** BEGIN Records for this task **
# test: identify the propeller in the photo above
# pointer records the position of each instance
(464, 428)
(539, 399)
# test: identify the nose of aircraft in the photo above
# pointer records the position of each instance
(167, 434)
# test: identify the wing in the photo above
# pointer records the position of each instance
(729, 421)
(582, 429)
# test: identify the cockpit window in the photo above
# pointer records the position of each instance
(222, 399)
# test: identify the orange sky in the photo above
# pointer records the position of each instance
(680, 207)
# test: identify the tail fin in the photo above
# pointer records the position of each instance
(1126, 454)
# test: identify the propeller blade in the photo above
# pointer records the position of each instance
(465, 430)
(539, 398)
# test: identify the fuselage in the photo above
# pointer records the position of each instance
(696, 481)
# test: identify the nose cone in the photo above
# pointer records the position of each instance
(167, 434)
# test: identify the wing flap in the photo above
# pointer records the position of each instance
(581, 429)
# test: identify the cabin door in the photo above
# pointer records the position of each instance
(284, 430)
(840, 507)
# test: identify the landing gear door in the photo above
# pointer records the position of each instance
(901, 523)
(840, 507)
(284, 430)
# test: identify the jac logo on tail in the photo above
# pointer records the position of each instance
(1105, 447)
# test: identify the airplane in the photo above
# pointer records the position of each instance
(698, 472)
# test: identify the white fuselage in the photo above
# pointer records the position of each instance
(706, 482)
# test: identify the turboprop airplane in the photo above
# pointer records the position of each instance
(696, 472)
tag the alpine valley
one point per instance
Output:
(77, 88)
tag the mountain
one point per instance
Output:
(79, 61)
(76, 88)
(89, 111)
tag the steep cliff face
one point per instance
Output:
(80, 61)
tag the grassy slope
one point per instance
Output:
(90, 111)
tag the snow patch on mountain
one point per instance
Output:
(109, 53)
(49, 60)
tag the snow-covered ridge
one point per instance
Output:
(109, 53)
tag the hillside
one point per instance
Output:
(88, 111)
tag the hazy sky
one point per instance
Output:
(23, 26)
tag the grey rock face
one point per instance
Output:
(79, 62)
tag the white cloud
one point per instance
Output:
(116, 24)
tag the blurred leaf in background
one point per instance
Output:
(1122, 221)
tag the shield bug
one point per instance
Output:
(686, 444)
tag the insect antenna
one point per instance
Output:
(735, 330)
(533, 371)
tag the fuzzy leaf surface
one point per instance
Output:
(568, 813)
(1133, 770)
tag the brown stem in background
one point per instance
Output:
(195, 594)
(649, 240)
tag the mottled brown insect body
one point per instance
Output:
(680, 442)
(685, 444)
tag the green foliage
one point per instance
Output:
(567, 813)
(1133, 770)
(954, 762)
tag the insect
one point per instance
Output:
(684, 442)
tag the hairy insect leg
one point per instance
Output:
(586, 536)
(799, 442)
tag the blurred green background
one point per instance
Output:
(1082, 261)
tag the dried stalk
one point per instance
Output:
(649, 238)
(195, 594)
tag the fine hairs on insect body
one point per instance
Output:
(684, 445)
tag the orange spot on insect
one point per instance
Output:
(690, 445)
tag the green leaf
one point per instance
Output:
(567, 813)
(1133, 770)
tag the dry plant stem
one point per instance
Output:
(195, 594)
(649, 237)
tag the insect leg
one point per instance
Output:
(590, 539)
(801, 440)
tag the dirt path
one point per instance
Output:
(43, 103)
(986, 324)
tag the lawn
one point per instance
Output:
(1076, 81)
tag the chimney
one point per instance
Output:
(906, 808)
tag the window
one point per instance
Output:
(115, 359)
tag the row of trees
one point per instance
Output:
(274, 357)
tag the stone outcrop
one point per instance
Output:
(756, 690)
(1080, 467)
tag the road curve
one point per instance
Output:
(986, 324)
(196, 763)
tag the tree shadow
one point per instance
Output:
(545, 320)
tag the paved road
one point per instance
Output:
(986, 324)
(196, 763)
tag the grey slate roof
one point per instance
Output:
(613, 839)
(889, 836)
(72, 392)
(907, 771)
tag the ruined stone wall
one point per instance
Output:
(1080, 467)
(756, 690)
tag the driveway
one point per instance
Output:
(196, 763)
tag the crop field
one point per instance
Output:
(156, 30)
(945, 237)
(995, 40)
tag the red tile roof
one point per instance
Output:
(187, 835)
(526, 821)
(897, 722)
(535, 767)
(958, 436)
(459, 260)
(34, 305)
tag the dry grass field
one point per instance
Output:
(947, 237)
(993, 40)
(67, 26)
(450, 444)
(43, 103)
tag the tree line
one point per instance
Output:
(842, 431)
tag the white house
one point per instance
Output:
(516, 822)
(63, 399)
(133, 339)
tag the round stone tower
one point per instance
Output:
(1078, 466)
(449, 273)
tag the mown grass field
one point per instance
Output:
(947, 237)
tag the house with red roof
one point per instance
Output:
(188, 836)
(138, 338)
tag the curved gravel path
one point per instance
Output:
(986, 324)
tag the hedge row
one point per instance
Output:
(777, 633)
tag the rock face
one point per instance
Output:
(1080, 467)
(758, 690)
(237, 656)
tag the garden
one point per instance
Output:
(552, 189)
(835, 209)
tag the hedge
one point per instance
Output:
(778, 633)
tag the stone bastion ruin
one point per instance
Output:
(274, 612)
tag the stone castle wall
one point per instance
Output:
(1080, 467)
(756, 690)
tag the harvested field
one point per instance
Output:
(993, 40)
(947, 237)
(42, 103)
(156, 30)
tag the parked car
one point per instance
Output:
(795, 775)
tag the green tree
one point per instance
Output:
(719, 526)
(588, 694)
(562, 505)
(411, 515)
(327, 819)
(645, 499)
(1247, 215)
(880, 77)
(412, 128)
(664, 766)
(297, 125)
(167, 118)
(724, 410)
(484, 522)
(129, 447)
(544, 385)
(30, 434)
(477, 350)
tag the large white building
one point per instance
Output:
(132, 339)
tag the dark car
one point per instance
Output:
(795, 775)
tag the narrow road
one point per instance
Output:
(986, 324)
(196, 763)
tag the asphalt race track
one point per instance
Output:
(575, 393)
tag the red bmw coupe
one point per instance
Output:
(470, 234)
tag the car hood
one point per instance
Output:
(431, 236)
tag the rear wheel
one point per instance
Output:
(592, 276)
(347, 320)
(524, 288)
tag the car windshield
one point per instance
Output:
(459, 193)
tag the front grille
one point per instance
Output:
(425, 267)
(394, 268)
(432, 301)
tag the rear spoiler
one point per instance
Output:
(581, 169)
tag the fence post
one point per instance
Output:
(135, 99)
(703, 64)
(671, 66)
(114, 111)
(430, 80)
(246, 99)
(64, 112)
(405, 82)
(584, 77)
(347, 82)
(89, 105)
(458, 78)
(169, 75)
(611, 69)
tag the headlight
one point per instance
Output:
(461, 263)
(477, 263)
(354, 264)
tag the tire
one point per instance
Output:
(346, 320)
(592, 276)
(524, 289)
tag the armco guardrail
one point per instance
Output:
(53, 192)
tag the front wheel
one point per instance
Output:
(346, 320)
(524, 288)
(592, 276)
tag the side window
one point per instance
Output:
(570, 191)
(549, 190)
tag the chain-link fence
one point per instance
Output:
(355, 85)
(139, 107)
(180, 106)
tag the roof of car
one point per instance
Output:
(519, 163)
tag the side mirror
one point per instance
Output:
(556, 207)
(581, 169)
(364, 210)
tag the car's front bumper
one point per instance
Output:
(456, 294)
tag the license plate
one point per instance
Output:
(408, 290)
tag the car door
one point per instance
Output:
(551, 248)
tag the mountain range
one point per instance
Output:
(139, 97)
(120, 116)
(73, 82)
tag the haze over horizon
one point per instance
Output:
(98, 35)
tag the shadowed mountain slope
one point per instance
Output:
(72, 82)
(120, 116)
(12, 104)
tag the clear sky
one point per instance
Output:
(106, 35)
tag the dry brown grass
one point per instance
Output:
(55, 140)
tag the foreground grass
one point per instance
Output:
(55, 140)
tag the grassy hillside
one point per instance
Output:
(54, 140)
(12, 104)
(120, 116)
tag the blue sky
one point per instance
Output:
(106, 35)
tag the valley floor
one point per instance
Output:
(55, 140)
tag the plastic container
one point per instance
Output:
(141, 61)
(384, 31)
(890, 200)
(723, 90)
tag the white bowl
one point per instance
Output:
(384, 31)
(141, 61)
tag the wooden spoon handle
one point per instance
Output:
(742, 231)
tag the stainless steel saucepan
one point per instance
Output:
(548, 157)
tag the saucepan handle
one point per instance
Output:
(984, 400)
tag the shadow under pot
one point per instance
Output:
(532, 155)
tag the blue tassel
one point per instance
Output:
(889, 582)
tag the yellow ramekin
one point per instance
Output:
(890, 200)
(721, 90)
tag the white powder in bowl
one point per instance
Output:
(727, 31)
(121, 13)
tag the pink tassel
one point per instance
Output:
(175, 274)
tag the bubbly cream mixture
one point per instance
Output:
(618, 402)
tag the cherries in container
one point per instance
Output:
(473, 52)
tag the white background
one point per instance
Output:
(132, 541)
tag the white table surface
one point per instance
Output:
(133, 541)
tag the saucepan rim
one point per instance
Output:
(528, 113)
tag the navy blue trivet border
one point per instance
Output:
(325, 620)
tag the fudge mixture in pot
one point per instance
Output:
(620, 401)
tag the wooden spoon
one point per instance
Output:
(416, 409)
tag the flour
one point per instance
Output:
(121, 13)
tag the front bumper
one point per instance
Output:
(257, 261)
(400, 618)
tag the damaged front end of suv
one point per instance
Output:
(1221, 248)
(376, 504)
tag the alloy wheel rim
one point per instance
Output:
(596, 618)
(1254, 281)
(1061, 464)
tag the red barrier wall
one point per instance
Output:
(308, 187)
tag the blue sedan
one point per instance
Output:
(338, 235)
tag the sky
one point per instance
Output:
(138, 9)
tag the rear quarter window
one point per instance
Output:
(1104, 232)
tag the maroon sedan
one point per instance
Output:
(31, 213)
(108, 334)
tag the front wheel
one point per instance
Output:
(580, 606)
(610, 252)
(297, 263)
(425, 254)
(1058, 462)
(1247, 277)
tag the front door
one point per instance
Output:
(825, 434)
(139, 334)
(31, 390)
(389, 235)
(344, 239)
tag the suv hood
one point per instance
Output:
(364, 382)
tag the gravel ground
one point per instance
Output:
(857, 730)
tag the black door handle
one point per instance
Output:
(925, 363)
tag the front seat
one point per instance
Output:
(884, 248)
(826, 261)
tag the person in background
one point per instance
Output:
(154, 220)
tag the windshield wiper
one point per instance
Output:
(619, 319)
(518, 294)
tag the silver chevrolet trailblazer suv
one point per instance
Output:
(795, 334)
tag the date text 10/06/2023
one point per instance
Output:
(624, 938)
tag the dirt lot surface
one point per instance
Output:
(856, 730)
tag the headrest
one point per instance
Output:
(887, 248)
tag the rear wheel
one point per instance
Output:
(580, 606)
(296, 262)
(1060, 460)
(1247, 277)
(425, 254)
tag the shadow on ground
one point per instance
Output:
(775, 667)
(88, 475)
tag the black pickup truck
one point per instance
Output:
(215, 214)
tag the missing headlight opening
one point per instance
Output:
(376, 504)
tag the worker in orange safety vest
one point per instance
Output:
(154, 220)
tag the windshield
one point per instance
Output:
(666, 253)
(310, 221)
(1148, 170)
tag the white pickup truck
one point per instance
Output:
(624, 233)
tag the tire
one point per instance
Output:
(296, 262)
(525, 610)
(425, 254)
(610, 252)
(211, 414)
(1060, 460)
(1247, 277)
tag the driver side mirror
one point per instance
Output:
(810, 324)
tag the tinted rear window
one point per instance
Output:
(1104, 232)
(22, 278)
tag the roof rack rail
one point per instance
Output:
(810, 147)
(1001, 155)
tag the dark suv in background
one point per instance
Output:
** END Records for this task **
**Work instructions**
Please rewrite the lines from the start of the file through the line containing "(1105, 447)", replacing "pointer" with "marker" and changing nothing else.

**Worked solution**
# test: identify the propeller in the photo above
# marker records the position of each instance
(464, 428)
(539, 399)
# test: identify the nose of aircraft in the photo above
# marker records the position of each instance
(167, 434)
# test: identify the wing in the photo above
# marker records the position of each instance
(729, 421)
(582, 429)
# test: identify the cockpit window in the photo above
# marker records the position of each instance
(222, 399)
# test: identify the orange sky in the photo above
# marker records the position of each instance
(680, 207)
# test: identify the tail fin in the photo above
# marker records the position of each instance
(1126, 454)
# test: identify the propeller blade in the photo above
# marker records the position of each instance
(465, 430)
(539, 398)
# test: identify the fuselage in the photo above
# marker records the position of each instance
(696, 481)
# test: identify the nose cone in the photo above
# marker records the position of each instance
(167, 434)
# test: identify the wing flap in the photo above
# marker records the position of each instance
(581, 429)
# test: identify the cabin door in the photo above
# marker records the position of each instance
(284, 430)
(840, 507)
# test: identify the landing gear door in the photo above
# marker records the position of each instance
(901, 523)
(840, 507)
(284, 430)
# test: identify the jac logo on tail in the photo above
# marker records the position of each instance
(1105, 447)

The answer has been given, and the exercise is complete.